DATASET ENTRIES
[Start]

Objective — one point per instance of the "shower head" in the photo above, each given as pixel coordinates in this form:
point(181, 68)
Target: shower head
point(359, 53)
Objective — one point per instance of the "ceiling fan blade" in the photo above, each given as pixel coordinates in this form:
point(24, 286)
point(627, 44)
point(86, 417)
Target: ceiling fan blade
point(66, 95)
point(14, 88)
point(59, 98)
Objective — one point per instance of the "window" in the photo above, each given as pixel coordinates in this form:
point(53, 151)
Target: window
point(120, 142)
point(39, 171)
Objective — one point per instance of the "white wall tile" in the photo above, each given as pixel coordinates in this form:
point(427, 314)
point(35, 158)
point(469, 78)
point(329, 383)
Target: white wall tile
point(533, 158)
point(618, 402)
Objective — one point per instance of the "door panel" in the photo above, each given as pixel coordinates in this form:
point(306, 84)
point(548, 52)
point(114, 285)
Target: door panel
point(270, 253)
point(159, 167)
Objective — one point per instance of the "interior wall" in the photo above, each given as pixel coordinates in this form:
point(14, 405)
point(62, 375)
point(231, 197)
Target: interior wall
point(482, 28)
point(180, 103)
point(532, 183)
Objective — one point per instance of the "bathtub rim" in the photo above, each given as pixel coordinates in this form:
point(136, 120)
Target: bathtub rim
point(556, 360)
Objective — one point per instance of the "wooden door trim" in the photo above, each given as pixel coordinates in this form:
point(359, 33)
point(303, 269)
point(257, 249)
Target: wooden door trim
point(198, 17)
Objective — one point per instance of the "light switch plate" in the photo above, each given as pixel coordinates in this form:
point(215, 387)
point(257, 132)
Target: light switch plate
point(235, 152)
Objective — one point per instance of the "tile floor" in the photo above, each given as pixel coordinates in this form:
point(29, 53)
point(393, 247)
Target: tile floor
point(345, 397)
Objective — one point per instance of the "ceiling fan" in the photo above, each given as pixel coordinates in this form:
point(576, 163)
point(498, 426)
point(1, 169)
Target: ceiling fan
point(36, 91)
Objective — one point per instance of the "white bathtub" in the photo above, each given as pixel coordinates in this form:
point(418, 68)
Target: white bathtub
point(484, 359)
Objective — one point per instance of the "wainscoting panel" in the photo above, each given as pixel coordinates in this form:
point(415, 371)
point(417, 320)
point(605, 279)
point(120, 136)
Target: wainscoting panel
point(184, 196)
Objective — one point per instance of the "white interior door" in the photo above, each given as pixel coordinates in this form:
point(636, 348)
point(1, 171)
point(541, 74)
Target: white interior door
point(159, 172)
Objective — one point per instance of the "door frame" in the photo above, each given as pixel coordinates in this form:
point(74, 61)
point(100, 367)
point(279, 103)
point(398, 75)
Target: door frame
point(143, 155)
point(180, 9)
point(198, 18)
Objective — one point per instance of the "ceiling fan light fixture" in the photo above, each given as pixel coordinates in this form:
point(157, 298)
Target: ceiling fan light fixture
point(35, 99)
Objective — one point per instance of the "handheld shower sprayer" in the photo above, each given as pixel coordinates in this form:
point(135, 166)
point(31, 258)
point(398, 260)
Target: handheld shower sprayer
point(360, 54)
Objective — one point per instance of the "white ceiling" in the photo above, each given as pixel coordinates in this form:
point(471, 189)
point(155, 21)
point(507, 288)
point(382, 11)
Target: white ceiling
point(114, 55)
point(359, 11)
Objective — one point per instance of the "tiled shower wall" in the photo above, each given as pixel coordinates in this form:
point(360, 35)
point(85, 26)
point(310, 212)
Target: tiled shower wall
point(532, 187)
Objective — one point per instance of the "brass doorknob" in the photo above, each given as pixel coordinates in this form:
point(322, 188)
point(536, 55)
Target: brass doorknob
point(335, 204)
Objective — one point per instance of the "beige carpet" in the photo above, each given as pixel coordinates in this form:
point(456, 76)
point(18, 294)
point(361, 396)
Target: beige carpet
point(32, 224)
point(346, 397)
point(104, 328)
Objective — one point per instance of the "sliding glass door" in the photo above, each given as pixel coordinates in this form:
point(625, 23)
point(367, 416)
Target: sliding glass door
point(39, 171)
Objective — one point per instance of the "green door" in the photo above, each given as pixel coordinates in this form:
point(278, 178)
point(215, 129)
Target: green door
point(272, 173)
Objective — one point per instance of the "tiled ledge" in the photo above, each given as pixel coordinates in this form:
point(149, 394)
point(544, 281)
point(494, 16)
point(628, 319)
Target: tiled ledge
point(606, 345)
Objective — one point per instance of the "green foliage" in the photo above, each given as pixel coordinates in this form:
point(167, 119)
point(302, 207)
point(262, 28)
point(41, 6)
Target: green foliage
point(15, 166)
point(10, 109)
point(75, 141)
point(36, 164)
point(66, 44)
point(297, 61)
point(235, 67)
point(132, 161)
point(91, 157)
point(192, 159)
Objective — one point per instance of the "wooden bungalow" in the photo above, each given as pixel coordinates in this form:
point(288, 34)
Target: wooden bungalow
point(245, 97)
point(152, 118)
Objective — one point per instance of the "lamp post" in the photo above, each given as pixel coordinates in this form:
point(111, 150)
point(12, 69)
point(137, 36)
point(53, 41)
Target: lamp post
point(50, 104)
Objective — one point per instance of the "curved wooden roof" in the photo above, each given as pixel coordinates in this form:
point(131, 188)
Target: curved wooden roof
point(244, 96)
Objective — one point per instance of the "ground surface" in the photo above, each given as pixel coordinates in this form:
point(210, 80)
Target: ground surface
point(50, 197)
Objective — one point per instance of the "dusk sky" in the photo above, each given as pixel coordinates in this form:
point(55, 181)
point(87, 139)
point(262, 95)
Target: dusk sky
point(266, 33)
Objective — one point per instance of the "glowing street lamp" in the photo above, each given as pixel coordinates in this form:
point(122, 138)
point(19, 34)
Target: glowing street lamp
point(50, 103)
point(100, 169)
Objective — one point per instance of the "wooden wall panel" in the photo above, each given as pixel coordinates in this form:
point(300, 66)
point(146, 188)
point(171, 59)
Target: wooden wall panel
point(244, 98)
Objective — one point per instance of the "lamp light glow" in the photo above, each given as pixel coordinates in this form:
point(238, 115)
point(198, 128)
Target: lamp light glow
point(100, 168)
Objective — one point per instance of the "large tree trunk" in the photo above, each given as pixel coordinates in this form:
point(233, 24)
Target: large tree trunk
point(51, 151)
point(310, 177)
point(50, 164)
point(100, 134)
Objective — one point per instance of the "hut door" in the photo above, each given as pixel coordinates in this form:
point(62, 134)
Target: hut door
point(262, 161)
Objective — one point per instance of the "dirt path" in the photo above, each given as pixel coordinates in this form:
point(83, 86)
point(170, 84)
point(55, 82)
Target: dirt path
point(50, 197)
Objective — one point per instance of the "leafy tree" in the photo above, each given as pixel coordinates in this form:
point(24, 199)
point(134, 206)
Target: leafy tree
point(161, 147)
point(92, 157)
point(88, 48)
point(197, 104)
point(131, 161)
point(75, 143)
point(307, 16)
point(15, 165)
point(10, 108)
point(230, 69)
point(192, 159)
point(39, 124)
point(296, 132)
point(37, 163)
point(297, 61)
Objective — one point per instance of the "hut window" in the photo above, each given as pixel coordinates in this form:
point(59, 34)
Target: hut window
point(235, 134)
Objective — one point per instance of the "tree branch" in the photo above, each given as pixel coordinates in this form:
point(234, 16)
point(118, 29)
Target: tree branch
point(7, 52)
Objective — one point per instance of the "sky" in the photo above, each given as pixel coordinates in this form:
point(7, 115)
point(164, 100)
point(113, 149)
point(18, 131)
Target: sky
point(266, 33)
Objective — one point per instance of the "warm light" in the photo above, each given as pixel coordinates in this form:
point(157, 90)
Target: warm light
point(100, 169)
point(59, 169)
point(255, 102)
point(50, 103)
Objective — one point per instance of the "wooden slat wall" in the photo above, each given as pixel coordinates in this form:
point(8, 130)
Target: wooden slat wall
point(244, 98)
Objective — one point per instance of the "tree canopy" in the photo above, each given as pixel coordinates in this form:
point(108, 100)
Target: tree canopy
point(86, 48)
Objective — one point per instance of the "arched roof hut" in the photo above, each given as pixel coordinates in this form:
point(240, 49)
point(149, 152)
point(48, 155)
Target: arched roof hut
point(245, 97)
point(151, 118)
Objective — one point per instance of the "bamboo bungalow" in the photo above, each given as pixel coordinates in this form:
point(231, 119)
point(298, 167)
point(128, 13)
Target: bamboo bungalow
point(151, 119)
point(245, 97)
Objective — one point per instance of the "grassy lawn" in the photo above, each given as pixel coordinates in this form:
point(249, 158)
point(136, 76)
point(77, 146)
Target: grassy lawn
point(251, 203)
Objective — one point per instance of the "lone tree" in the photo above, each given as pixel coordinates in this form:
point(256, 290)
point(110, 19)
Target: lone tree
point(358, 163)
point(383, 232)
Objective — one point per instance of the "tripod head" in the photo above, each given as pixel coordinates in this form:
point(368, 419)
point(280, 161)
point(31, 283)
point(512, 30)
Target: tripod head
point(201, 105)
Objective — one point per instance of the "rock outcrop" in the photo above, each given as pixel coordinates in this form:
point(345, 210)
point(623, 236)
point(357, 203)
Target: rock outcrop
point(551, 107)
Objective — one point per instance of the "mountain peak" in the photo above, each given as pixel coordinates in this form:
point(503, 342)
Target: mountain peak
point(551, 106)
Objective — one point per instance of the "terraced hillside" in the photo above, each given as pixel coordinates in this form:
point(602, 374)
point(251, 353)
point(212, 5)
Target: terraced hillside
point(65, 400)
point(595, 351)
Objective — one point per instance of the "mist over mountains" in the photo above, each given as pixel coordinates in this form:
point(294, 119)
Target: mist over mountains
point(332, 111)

[End]

PROBLEM TO SOLVE
Locate every line in the records above that contains the string "peak", and copy each of those lines.

EXPECTED OUTPUT
Objective — one point per instance of the "mountain peak" in the photo above, each given as pixel coordinates in this form:
Target: mountain peak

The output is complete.